▶ STATED PROBLEM: Please show every line below that contains the word "tree", copying each such line in full.

▶ STORED RECORDS:

....

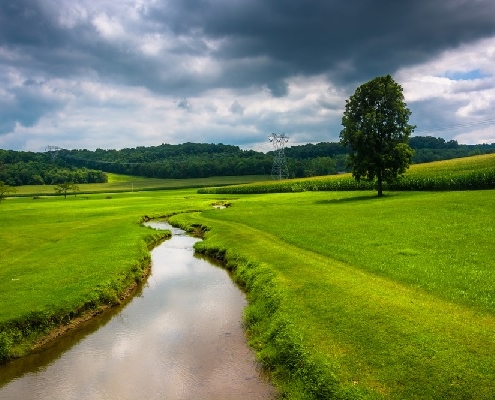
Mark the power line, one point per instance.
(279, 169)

....

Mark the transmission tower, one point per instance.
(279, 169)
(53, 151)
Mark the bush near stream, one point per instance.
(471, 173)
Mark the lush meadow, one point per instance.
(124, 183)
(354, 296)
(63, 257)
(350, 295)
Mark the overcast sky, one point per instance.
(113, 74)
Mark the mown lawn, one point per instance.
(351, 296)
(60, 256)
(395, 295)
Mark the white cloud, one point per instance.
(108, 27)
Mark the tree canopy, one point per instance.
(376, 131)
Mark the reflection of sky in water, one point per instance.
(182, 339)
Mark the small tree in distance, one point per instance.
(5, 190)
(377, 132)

....

▶ OUTPUT BELOW:
Mark the tree canopy, one point per instance.
Mark the small tree in distance, one point per instance.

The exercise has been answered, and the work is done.